EXERCISE DIRECTIONS :: Output the lines of the data below as a numbered list, with blank lines omitted. Begin at the line that has "Practice. Place a marker on each instance of the crane mast" and stop after the line that has "x=223 y=155", including both of those lines and nothing else.

══════════

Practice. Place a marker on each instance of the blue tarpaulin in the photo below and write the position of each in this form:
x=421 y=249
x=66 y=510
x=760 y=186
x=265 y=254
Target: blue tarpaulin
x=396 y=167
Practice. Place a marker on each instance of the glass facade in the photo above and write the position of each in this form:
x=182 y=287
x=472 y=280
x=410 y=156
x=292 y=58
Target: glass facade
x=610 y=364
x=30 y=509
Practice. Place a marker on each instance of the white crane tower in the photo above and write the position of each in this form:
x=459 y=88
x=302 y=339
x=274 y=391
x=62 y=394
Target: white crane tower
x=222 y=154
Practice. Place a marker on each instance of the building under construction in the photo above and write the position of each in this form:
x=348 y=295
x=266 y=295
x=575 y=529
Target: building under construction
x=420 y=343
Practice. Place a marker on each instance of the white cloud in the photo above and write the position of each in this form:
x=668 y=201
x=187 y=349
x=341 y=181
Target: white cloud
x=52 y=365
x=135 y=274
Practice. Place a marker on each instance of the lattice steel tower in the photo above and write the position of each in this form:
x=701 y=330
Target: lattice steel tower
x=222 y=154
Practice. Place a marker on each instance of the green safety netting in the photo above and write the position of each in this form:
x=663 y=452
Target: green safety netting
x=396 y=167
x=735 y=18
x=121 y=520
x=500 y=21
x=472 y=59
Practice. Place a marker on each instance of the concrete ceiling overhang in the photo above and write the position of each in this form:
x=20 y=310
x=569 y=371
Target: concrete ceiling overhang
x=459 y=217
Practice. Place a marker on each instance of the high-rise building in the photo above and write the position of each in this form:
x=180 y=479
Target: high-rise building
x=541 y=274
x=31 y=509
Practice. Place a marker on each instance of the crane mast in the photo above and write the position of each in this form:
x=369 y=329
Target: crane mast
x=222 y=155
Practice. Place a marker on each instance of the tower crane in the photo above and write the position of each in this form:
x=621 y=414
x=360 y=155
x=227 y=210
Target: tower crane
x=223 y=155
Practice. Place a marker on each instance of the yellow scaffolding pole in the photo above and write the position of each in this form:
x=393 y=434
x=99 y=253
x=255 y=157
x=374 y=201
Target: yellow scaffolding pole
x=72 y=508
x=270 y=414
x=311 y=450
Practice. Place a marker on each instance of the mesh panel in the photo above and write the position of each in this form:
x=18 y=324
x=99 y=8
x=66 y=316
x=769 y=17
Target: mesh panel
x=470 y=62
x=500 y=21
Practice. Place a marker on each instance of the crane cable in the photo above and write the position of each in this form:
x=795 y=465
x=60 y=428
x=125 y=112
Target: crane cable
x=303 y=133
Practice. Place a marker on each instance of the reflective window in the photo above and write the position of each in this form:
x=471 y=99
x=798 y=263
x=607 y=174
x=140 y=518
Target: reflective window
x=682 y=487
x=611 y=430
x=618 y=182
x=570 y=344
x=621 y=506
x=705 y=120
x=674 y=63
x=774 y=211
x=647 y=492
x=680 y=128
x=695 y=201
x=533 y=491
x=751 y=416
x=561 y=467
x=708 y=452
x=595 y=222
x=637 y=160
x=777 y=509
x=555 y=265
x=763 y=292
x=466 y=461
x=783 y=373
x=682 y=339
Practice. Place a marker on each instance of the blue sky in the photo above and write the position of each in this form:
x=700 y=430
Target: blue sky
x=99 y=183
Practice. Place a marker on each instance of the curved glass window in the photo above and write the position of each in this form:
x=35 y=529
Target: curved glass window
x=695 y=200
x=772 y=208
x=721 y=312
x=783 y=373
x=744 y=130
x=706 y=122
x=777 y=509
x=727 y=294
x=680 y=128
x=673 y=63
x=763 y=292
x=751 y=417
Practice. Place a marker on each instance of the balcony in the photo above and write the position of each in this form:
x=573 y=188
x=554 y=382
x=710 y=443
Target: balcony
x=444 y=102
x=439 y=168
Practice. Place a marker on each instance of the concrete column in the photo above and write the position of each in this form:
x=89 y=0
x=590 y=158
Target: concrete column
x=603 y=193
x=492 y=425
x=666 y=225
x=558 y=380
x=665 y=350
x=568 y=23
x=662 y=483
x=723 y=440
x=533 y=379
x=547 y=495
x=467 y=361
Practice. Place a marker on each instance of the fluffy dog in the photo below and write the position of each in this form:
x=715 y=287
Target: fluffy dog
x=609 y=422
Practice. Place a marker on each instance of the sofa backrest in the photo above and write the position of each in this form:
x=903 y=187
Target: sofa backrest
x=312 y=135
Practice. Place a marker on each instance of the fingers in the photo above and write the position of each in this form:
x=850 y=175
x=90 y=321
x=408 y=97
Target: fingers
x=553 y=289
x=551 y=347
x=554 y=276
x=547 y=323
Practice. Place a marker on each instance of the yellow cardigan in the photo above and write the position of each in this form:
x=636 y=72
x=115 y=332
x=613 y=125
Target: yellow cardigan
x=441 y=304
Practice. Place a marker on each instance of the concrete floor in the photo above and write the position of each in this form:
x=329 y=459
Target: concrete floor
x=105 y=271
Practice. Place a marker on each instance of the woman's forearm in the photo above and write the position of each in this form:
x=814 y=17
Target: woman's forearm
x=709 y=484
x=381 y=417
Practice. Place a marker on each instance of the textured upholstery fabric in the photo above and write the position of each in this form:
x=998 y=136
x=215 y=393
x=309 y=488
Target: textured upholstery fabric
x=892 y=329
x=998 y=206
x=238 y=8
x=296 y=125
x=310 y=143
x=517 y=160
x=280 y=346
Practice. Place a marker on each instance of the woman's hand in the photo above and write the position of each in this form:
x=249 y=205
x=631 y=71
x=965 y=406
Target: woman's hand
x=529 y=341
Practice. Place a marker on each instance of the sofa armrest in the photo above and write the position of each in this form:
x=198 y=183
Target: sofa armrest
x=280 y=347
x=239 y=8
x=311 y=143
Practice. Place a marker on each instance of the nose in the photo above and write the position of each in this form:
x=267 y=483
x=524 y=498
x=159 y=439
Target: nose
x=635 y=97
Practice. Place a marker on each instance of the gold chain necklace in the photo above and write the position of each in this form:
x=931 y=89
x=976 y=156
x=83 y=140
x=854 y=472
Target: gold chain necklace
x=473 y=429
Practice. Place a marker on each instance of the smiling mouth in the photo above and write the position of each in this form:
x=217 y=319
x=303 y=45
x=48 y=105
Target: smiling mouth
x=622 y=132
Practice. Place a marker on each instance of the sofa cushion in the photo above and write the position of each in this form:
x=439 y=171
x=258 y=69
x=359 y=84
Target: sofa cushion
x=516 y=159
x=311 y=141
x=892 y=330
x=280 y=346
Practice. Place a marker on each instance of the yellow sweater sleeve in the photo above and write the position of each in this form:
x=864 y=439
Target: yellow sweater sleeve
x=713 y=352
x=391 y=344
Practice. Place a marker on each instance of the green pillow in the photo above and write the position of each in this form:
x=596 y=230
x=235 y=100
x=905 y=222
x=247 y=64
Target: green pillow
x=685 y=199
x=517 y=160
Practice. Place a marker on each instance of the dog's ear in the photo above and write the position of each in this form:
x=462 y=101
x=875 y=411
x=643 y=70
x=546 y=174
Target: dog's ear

══════════

WRITTEN RESPONSE ::
1. Practice. Place a marker on each instance of the crane mast in the photo above and write the position of each in this form:
2. x=369 y=329
3. Target: crane mast
4. x=222 y=155
5. Practice. Place a marker on each instance of the tower crane in the photo above and write the position of each in this form:
6. x=621 y=414
7. x=360 y=155
8. x=227 y=210
9. Target: tower crane
10. x=223 y=155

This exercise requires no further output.